Render all of the data below as a numbered list, one item per line and with blank lines left out. Leave the pictures out of your answer.
┌──
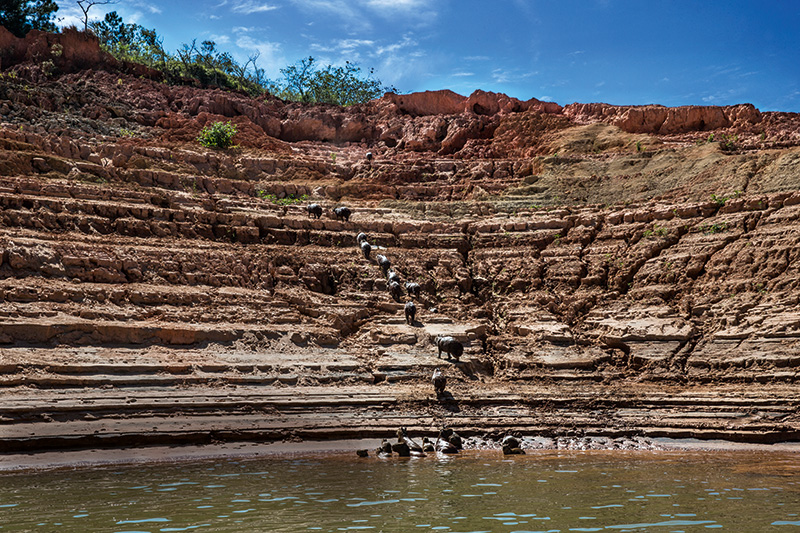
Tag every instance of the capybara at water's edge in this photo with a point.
(342, 213)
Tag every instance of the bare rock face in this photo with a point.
(664, 120)
(616, 264)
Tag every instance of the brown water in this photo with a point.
(544, 491)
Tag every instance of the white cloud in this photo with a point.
(396, 5)
(406, 42)
(248, 7)
(270, 59)
(220, 39)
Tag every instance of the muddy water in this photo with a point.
(544, 491)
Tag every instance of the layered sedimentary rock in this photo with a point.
(609, 270)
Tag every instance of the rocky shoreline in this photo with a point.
(611, 272)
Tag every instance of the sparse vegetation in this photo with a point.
(208, 66)
(342, 85)
(717, 227)
(218, 135)
(21, 16)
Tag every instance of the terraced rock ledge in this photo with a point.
(605, 281)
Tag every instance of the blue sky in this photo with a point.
(669, 52)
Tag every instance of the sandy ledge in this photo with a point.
(76, 459)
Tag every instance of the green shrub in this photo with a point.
(218, 135)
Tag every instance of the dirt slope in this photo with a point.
(610, 271)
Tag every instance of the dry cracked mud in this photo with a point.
(611, 272)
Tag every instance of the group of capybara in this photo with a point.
(447, 344)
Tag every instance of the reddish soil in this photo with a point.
(611, 272)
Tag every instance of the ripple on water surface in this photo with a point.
(470, 493)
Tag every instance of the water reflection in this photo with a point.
(548, 491)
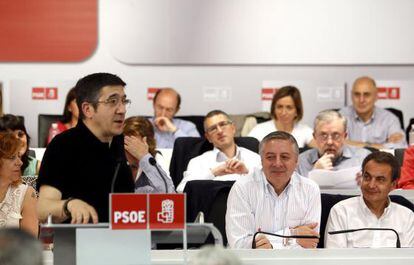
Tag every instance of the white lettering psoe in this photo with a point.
(129, 217)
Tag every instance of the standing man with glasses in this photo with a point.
(79, 165)
(226, 161)
(331, 152)
(167, 128)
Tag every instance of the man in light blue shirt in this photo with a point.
(369, 125)
(166, 104)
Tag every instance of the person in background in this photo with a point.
(406, 181)
(374, 209)
(17, 200)
(69, 119)
(369, 125)
(19, 248)
(274, 199)
(83, 165)
(287, 111)
(226, 161)
(14, 124)
(332, 153)
(140, 152)
(167, 128)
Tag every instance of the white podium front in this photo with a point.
(387, 256)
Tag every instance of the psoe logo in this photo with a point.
(166, 216)
(129, 217)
└──
**EXERCISE SOLUTION**
1. Tag every instance of the capybara at water's edge in this photo with a point.
2. (342, 213)
3. Tag every instance of the bare rock face in this photo with a point.
4. (664, 120)
5. (616, 264)
6. Tag every instance of the brown water in this photo with a point.
7. (544, 491)
8. Tag every instance of the white cloud in this photo with a point.
9. (396, 5)
10. (406, 42)
11. (248, 7)
12. (270, 59)
13. (220, 39)
14. Tag every instance of the muddy water in this photo with a point.
15. (544, 491)
16. Tag every instance of the layered sedimentary rock in this photo with a point.
17. (609, 270)
18. Tag every instance of the rocky shoreline in this photo with a point.
19. (611, 272)
20. Tag every instance of the sparse vegetation in this photo with a point.
21. (208, 66)
22. (342, 85)
23. (717, 227)
24. (218, 135)
25. (21, 16)
26. Tag every instance of the terraced rock ledge in this photo with a point.
27. (605, 281)
28. Tag every instance of the blue sky in this photo with a point.
29. (669, 52)
30. Tag every instance of the sandy ledge in this photo with a point.
31. (76, 459)
32. Tag every instance of the green shrub in this photo with a point.
33. (218, 135)
34. Tag every instance of the dirt slope in this photo with a point.
35. (610, 271)
36. Tag every instance of the dry cracked mud in this photo with a point.
37. (611, 272)
38. Tag every instance of the group of capybara in this photo with a point.
39. (447, 344)
40. Tag every instance of the reddish soil in this photo with a point.
41. (611, 272)
42. Tag every instance of the ripple on water surface in this photo with a point.
43. (470, 493)
44. Tag every instance of the water reflection in this photo with a point.
45. (548, 491)
46. Tag every instance of the white lettering psoe in this photo with a point.
47. (129, 217)
48. Tag every instance of the standing man with glasses in this photo with a point.
49. (79, 165)
50. (226, 161)
51. (331, 152)
52. (167, 128)
53. Tag every instance of the man in light blue shirt in this photo with a point.
54. (369, 125)
55. (166, 104)
56. Tag every instance of the person in background in this photo with a point.
57. (406, 181)
58. (374, 209)
59. (17, 200)
60. (69, 119)
61. (369, 125)
62. (19, 248)
63. (274, 199)
64. (83, 165)
65. (287, 111)
66. (226, 161)
67. (14, 124)
68. (332, 153)
69. (140, 152)
70. (167, 128)
71. Tag every instance of the white podium front in this photo with a point.
72. (387, 256)
73. Tag every instance of the psoe logo in this photo with a point.
74. (166, 216)
75. (129, 217)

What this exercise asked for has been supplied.